*** Block opens ***

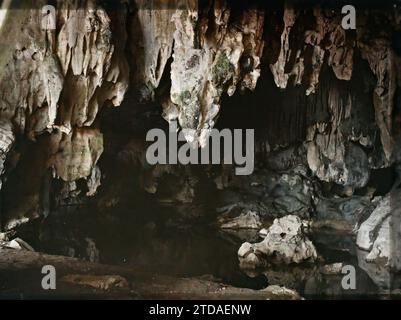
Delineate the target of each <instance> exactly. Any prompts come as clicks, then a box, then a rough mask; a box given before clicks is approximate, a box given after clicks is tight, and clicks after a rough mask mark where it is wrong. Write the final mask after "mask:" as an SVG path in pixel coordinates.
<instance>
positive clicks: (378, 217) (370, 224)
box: [356, 196, 391, 250]
mask: <svg viewBox="0 0 401 320" xmlns="http://www.w3.org/2000/svg"><path fill="white" fill-rule="evenodd" d="M390 212H391V208H390V196H386V197H385V198H384V199H382V200H381V201H380V202H379V204H378V206H377V207H376V209H375V210H374V211H373V212H372V214H371V215H370V217H369V218H368V219H367V220H365V221H364V222H363V223H362V224H361V225H360V227H359V229H358V233H357V239H356V244H357V245H358V247H359V248H361V249H363V250H371V249H372V246H373V242H374V241H375V238H376V236H377V233H378V231H379V230H380V228H381V225H382V224H383V222H384V221H385V220H386V218H387V217H388V216H389V215H390Z"/></svg>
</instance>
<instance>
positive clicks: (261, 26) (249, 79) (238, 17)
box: [166, 0, 264, 146]
mask: <svg viewBox="0 0 401 320" xmlns="http://www.w3.org/2000/svg"><path fill="white" fill-rule="evenodd" d="M196 3H197V2H196V1H190V3H189V5H188V9H184V10H177V12H176V13H175V14H174V16H173V19H174V23H175V26H176V31H175V32H174V53H173V62H172V65H171V102H172V103H173V104H174V105H176V106H177V109H178V120H179V123H180V125H181V127H182V128H184V129H186V130H185V132H184V135H185V138H186V139H187V141H189V142H193V143H195V144H198V143H199V144H200V145H201V146H204V145H205V144H206V139H207V137H208V129H211V128H213V127H214V124H215V117H216V115H217V114H218V112H219V110H220V98H221V95H222V94H223V92H227V94H228V95H230V96H231V95H233V94H234V92H235V90H236V87H237V85H238V86H240V87H242V88H249V89H254V88H255V86H256V81H257V80H258V78H259V75H260V69H259V68H260V56H261V54H262V49H263V42H262V39H261V37H262V27H263V21H264V20H263V19H264V13H263V11H262V10H256V9H248V10H245V11H243V12H242V13H241V14H240V15H239V16H238V17H233V18H232V19H234V21H231V24H228V20H229V18H230V8H229V7H228V6H227V4H226V1H224V0H218V1H214V3H213V4H208V5H207V6H206V7H205V8H202V9H201V10H198V9H197V6H196ZM166 117H167V118H168V119H169V120H172V119H173V118H174V117H173V116H169V115H166Z"/></svg>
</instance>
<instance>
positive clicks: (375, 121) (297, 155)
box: [0, 0, 401, 216]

*** Block closes ***

**Exercise**
Omit the pictures and output all of the other material exactly.

**Result below**
Delineate the target of each <instance> exactly. Any prompts come as clicks, then a box, then a rough mask; a box given before clicks is approximate, a box given after clicks is tight, and clicks after a rough mask mark where it is wrong. Write the final mask after "mask:" as an SVG path in pixel coordinates.
<instance>
positive clicks: (378, 217) (370, 224)
box: [356, 196, 391, 250]
mask: <svg viewBox="0 0 401 320" xmlns="http://www.w3.org/2000/svg"><path fill="white" fill-rule="evenodd" d="M390 212H391V208H390V196H386V197H385V198H384V199H382V200H381V201H380V202H379V204H378V206H377V207H376V209H375V210H374V211H373V212H372V214H371V215H370V217H369V218H368V219H367V220H365V221H364V222H363V223H362V224H361V225H360V227H359V229H358V233H357V239H356V244H357V245H358V247H359V248H361V249H363V250H371V249H372V246H373V242H374V241H375V238H376V236H377V233H378V231H379V230H380V228H381V225H382V224H383V222H384V221H385V220H386V218H387V217H388V216H389V215H390Z"/></svg>
</instance>
<instance>
positive clicks: (261, 26) (249, 79) (238, 17)
box: [166, 0, 264, 146]
mask: <svg viewBox="0 0 401 320" xmlns="http://www.w3.org/2000/svg"><path fill="white" fill-rule="evenodd" d="M196 3H197V2H196V1H190V3H189V5H188V9H184V10H177V12H176V13H175V14H174V16H173V19H174V23H175V26H176V31H175V32H174V53H173V62H172V65H171V102H172V103H173V104H174V105H176V106H177V109H178V120H179V123H180V125H181V127H182V128H184V129H186V130H185V132H184V135H185V138H186V139H187V141H189V142H193V143H195V144H198V143H199V144H200V145H201V146H204V145H205V144H206V139H207V137H208V129H211V128H213V127H214V124H215V117H216V115H217V114H218V112H219V110H220V98H221V95H222V94H223V92H227V94H228V95H230V96H231V95H233V94H234V92H235V90H236V87H237V85H238V86H240V87H242V88H249V89H254V88H255V86H256V81H257V80H258V78H259V75H260V69H259V68H260V56H261V54H262V49H263V42H262V39H261V37H262V27H263V21H264V20H263V19H264V13H263V11H262V10H256V9H248V10H245V11H243V12H242V13H241V14H240V15H239V16H238V17H233V18H232V19H234V21H231V24H228V20H229V18H230V8H229V7H228V6H227V4H226V1H224V0H218V1H214V3H213V4H208V5H207V6H206V7H205V8H202V9H201V10H198V9H197V6H196ZM166 117H167V118H168V119H169V120H172V119H173V118H174V117H173V116H169V115H166Z"/></svg>
</instance>
<instance>
positive clicks: (375, 121) (297, 155)
box: [0, 0, 401, 216]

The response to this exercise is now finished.